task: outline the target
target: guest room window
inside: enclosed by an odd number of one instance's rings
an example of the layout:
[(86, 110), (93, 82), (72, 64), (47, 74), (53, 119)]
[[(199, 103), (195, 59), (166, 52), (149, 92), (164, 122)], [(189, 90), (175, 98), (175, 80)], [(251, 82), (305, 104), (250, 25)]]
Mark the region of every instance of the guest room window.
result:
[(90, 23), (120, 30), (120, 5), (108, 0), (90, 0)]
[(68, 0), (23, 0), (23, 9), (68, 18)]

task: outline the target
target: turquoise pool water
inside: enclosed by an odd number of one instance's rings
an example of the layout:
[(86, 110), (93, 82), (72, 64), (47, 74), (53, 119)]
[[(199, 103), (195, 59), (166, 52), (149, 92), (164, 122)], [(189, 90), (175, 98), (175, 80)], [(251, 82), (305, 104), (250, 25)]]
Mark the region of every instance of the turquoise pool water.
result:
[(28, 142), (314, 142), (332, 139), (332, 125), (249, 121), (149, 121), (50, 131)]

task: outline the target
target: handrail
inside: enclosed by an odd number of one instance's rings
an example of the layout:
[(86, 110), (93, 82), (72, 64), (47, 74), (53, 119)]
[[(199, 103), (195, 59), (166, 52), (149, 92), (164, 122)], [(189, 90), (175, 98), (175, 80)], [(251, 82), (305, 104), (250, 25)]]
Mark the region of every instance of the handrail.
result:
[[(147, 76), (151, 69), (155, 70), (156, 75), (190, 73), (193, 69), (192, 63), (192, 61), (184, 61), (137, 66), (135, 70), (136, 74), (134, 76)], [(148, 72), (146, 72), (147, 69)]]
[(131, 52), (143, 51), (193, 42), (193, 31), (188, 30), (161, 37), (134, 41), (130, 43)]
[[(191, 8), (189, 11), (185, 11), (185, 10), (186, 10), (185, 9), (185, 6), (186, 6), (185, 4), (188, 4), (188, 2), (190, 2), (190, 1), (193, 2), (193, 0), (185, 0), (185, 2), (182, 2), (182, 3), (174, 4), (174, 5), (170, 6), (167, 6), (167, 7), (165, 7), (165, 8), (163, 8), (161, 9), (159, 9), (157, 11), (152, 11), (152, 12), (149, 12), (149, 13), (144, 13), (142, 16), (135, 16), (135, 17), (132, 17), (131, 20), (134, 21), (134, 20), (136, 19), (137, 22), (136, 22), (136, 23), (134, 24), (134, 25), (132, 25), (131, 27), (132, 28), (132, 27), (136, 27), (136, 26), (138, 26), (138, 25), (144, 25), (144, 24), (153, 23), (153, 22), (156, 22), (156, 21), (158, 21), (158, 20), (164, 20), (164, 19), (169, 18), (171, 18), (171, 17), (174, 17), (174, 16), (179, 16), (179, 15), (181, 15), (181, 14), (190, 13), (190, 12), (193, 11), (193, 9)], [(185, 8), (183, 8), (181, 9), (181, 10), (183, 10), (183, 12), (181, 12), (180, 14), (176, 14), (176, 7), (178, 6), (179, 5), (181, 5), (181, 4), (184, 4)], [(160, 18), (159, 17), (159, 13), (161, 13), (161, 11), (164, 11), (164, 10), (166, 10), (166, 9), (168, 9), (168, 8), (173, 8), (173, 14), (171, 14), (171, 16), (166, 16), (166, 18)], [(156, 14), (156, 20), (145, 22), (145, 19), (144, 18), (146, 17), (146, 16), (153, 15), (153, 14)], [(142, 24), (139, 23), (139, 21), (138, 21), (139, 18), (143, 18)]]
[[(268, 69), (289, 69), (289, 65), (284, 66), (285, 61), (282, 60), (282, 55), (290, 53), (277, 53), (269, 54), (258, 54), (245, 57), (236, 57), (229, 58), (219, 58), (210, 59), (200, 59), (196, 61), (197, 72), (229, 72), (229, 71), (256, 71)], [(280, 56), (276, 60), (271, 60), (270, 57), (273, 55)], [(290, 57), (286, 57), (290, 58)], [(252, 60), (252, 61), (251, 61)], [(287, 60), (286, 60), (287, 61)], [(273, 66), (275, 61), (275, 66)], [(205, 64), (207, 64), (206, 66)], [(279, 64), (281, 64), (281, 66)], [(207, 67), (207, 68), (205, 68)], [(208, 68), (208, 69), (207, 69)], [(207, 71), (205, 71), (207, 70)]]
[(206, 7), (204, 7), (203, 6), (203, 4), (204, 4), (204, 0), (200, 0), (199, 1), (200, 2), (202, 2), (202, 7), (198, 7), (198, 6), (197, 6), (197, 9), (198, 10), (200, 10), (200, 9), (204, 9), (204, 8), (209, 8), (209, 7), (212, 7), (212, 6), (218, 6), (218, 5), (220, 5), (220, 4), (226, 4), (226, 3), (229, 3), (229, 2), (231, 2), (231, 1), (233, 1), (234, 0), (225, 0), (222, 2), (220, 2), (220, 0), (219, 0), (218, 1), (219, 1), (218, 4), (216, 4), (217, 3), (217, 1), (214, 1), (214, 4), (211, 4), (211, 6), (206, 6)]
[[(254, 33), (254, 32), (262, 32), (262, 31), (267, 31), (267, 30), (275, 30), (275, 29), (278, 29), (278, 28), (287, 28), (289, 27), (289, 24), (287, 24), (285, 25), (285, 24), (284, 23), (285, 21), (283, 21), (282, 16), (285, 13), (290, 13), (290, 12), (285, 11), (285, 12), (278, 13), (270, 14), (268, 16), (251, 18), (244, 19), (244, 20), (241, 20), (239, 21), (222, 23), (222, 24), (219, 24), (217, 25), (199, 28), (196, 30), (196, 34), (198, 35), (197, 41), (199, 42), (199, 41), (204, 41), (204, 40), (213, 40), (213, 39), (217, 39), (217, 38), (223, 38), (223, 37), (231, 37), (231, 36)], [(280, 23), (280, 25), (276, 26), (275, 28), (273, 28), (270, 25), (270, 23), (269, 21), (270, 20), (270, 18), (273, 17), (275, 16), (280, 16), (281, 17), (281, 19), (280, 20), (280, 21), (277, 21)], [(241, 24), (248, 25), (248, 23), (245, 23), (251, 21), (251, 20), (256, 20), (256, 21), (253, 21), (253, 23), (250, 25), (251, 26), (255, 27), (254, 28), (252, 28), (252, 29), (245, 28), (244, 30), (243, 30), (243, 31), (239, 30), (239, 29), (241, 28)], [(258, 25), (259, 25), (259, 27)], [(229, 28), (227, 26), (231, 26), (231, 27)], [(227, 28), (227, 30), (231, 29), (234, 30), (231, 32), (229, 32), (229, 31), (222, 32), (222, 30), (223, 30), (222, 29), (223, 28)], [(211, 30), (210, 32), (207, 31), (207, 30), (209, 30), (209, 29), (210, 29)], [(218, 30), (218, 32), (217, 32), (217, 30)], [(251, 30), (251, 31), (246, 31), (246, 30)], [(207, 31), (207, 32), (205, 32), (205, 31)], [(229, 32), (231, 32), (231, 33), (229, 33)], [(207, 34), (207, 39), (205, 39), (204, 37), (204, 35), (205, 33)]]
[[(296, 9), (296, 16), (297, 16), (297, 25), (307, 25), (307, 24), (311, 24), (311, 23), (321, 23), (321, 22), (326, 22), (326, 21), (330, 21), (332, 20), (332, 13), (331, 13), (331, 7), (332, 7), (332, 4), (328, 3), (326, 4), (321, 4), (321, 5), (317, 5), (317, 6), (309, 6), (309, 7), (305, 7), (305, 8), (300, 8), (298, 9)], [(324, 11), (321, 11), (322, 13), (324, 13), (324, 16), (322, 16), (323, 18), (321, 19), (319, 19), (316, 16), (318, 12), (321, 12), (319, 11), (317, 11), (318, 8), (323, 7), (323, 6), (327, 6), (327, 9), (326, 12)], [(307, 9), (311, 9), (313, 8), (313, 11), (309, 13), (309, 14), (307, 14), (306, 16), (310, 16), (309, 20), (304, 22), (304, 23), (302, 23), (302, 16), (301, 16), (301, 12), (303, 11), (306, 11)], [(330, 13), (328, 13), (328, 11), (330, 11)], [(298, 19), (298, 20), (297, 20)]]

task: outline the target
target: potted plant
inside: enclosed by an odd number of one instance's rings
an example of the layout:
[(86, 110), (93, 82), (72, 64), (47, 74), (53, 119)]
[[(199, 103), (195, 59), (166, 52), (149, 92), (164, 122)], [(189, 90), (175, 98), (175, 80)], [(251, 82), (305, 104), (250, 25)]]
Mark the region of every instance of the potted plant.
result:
===
_INSTRUCTIONS FOR THE TASK_
Could you write out again every line from the start through the line containing "[(68, 0), (23, 0), (23, 9), (68, 18)]", both ends included and nothing beyond that span, offsetting each coordinate in the answers by 118?

_SOLVED EXERCISE_
task: outline the target
target: guest room window
inside: enclosed by an odd number of one instance's rings
an example of the layout:
[(86, 110), (93, 82), (72, 64), (47, 74), (53, 119)]
[[(199, 103), (195, 59), (166, 52), (149, 92), (164, 122)], [(189, 90), (175, 98), (175, 80)], [(251, 82), (305, 104), (250, 25)]]
Mark the region of every instance of the guest room window.
result:
[(208, 141), (238, 148), (238, 123), (226, 118), (208, 118)]
[(186, 118), (141, 118), (141, 127), (186, 136)]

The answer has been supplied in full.